>> begin DATA EXTRACT

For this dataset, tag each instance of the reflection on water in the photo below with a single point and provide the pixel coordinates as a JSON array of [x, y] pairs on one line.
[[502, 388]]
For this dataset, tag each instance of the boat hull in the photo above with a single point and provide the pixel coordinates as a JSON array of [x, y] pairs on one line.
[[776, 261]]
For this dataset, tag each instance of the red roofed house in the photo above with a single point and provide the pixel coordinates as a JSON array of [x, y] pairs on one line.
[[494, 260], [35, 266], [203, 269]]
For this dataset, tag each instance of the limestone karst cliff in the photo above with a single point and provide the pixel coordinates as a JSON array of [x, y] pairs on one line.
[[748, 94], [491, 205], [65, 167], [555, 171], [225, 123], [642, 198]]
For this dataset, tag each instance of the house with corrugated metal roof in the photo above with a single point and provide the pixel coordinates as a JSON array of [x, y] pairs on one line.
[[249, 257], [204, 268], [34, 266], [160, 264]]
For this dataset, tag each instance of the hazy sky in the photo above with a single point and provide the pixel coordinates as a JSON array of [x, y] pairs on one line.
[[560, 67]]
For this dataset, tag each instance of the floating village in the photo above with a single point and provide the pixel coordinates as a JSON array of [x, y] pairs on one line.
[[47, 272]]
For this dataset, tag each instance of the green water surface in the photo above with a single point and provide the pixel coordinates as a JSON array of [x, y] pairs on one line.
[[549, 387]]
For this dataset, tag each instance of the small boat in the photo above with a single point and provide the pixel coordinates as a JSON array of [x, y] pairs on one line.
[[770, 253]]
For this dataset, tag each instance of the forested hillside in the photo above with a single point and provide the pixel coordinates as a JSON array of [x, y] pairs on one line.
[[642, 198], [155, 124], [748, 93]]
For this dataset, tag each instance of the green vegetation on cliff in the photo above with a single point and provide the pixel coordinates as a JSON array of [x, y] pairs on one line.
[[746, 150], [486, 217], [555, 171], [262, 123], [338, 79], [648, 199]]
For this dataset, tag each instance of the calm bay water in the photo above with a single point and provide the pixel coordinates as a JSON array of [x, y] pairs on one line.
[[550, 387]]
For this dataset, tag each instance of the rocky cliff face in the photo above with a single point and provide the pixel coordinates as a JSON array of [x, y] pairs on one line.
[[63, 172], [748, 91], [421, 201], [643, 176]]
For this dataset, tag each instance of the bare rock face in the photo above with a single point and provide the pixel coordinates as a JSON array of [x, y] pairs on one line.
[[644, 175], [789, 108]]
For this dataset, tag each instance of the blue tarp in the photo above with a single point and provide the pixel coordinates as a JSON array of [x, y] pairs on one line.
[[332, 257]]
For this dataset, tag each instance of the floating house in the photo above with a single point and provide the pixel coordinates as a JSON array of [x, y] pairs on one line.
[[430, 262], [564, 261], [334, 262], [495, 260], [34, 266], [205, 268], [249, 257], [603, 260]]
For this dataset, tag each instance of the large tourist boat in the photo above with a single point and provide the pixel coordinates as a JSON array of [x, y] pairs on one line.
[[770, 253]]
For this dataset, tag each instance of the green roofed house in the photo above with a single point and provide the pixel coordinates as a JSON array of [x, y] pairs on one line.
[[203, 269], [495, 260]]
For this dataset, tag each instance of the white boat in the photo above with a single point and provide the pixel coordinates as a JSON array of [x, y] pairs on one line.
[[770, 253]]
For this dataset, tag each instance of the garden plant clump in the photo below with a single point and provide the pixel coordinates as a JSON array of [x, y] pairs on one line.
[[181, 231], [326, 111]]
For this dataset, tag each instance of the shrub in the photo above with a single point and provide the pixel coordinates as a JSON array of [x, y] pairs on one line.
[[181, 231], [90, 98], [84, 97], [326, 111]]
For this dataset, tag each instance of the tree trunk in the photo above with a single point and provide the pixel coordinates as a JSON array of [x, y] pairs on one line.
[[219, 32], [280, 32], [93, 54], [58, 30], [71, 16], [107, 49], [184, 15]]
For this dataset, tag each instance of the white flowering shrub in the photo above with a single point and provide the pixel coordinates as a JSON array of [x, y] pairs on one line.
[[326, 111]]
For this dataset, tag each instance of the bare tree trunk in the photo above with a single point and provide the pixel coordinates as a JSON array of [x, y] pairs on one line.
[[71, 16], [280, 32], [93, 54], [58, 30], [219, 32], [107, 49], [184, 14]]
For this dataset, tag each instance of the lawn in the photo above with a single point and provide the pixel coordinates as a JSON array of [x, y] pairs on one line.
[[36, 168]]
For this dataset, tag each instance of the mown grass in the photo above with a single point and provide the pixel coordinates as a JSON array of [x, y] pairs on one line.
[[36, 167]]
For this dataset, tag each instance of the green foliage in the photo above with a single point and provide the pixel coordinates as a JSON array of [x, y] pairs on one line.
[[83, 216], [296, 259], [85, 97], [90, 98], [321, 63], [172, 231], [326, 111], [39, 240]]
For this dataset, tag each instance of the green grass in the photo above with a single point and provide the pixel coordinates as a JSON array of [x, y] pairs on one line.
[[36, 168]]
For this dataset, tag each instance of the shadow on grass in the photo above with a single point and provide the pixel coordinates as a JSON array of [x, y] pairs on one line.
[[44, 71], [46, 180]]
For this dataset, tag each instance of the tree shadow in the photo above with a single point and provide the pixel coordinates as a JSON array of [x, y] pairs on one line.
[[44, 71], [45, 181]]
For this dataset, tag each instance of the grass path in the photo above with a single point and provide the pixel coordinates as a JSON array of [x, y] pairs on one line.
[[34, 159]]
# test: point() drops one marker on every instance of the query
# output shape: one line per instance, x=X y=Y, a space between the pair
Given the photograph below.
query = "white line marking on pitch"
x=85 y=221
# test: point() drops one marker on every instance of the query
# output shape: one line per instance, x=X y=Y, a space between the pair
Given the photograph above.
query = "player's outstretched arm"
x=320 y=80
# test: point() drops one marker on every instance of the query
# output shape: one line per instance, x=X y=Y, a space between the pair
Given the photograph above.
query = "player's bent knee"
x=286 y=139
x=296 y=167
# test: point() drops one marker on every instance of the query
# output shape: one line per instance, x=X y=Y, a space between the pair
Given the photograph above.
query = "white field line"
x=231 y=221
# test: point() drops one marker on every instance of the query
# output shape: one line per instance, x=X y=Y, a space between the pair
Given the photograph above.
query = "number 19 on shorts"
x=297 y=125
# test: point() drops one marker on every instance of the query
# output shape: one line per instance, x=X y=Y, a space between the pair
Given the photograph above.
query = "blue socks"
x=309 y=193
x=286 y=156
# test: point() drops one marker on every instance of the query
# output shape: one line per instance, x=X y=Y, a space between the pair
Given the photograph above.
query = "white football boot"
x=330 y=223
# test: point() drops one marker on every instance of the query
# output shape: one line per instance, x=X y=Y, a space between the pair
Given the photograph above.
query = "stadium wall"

>> end DATA EXTRACT

▶ [WHAT THE TASK REQUIRES] Could you write out, character for character, every line from the one that contains "For this dataset, tag each instance of the bare tree" through the one that contains "49], [184, 14]]", including both of those lines?

▶ [TASK RESPONSE]
For this dataset, tag each instance of the bare tree trunk in the photo above with a single point and provide the pixel coordinates as a JSON array of [x, y] pairs on one line.
[[71, 16], [280, 32], [93, 54], [58, 30], [219, 32], [107, 49], [184, 14]]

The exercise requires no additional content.